EXERCISE GOAL: The expected output is the line bearing "Task: determine whether any gray" followed by all remaining lines of the records, each restated word for word.

*** RECORDS SHOWN ***

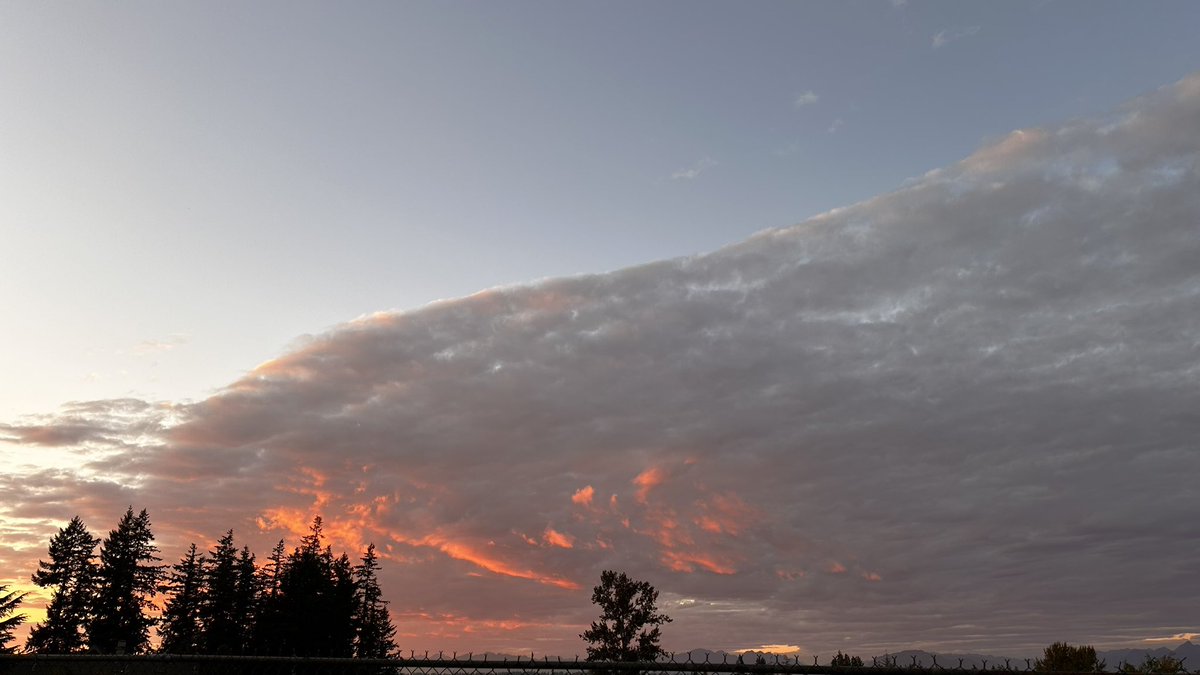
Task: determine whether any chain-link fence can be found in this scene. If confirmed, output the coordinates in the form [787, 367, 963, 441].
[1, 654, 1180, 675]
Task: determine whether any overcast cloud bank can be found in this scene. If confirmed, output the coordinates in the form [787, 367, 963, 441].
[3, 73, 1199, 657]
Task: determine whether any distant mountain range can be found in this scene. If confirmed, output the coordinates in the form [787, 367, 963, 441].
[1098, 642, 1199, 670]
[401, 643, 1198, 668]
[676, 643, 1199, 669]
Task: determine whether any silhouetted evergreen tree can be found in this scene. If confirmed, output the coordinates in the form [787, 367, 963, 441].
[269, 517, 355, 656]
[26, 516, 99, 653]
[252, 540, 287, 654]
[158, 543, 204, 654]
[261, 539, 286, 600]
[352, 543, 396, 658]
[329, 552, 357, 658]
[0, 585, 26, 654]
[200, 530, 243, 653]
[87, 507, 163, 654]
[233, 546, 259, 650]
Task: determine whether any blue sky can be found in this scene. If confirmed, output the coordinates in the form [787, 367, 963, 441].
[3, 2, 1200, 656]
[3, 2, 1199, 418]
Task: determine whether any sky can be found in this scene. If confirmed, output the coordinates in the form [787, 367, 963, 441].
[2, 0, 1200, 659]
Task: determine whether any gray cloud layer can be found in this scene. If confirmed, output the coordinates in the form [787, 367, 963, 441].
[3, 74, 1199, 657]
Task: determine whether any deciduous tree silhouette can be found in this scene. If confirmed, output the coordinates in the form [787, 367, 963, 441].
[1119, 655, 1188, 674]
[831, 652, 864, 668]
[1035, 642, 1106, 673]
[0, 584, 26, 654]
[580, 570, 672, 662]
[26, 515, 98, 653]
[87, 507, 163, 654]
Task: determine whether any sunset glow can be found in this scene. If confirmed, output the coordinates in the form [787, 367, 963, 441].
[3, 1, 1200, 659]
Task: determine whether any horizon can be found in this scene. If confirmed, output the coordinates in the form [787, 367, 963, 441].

*** End of RECORDS SHOWN ***

THE COMPLETED TASK:
Task: determine whether any gray cloud layer can be found in this scene. If confirmed, output the coordinates in the form [787, 367, 963, 441].
[3, 74, 1199, 657]
Task: determine whether any deciduous tree silhouette can be found in this scene. If confirmed, output the coordinates in the form [787, 367, 963, 441].
[1119, 655, 1188, 674]
[831, 652, 864, 668]
[1035, 642, 1106, 673]
[0, 584, 26, 654]
[580, 570, 672, 662]
[26, 515, 98, 653]
[87, 507, 163, 654]
Task: determine whether any sunset glow can be found in this scene. If confirmed, output the coordinates in the form [787, 367, 963, 441].
[3, 1, 1200, 659]
Task: determine whether any horizon can be found in this scene. If confirmed, output the coordinates in the form [787, 367, 963, 441].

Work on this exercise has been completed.